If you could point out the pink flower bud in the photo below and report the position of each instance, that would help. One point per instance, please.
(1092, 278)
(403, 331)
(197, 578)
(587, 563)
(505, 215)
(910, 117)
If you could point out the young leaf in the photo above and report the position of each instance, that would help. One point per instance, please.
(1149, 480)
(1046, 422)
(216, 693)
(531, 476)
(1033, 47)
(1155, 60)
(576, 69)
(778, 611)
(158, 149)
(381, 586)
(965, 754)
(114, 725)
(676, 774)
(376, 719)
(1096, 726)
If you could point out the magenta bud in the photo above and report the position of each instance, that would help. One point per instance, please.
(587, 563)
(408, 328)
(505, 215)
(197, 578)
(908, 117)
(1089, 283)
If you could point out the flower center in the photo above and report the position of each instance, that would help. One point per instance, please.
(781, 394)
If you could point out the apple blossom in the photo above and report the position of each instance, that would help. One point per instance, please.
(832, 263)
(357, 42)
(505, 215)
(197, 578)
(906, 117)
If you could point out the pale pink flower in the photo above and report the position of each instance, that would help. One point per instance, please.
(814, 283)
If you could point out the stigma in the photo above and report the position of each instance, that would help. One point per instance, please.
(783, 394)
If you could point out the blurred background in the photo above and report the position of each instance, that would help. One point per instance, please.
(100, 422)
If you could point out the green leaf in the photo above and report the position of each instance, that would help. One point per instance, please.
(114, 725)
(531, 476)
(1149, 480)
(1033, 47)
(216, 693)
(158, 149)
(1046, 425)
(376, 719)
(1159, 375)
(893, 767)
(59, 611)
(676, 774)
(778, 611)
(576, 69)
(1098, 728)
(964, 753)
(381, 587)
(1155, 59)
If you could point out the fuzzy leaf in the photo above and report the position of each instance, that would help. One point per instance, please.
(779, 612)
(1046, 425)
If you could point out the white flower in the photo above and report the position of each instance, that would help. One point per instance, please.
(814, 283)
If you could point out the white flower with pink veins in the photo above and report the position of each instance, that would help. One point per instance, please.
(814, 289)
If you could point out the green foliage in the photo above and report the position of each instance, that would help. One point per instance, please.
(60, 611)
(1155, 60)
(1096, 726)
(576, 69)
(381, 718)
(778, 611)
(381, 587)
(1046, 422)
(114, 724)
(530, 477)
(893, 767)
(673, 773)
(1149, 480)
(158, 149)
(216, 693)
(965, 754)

Directions:
All of the entries must be written out exactly as they stand.

Answer space:
If you could point out the pink flower bud in the photo below and report the position of each instance, that would help. One point per instance, please.
(1092, 278)
(403, 331)
(197, 578)
(587, 563)
(505, 215)
(910, 117)
If you could point out the young leaf in the photo above and report the position of each instance, that would help. One point per instance, please.
(1149, 480)
(1046, 422)
(216, 693)
(531, 476)
(1033, 47)
(1155, 60)
(576, 69)
(778, 611)
(158, 149)
(381, 586)
(965, 754)
(114, 725)
(676, 774)
(376, 719)
(1096, 726)
If you could point out the magenta bud in the photo above and report the position of each instance, that would help. One point per instance, please.
(587, 563)
(408, 328)
(505, 215)
(197, 578)
(908, 117)
(1089, 283)
If you could point out the flower center in the photo above and report the position of each instance, that would help. One point per instance, please.
(781, 394)
If you could point out the apple blossom in the photo above and report the position of each instance, that would help. One point per instance, please.
(832, 263)
(357, 42)
(505, 215)
(197, 578)
(906, 117)
If you could point out the pale pink flower in the photo above and report the position of each instance, that would help. One point per instance, please.
(814, 283)
If you could point out the stigma in the photo above and report the position of each instance, that would help. One point per instance, please.
(783, 394)
If you could point out the blurred background in the photo above and report the position of each instance, that would help. One point per instance, please.
(100, 422)
If you could point out the green leaf in the photo above and report the position of each instance, that would help. One point per instance, please.
(114, 725)
(531, 476)
(1149, 480)
(1033, 47)
(216, 693)
(158, 149)
(1046, 425)
(376, 719)
(1159, 375)
(893, 767)
(59, 611)
(676, 774)
(778, 611)
(576, 69)
(1098, 728)
(964, 753)
(381, 587)
(1155, 59)
If you could point out the fuzzy leaf in the photo above and report the position of each instance, that would help. One point per instance, please.
(779, 612)
(1046, 425)
If you could point out the white flower in the photo above and report the position of each instance, that would help. One point per instance, please.
(814, 283)
If you could point out the white flower with pink veins in the photo above and report the position of each instance, that would help. One point per instance, please.
(814, 289)
If you could point out the green foliage in the photo above and report the position of each instance, that would help. One point per instance, please.
(60, 611)
(1155, 60)
(1096, 726)
(576, 69)
(381, 718)
(778, 611)
(381, 587)
(1046, 422)
(114, 724)
(530, 477)
(893, 767)
(673, 773)
(1149, 480)
(158, 149)
(216, 693)
(965, 754)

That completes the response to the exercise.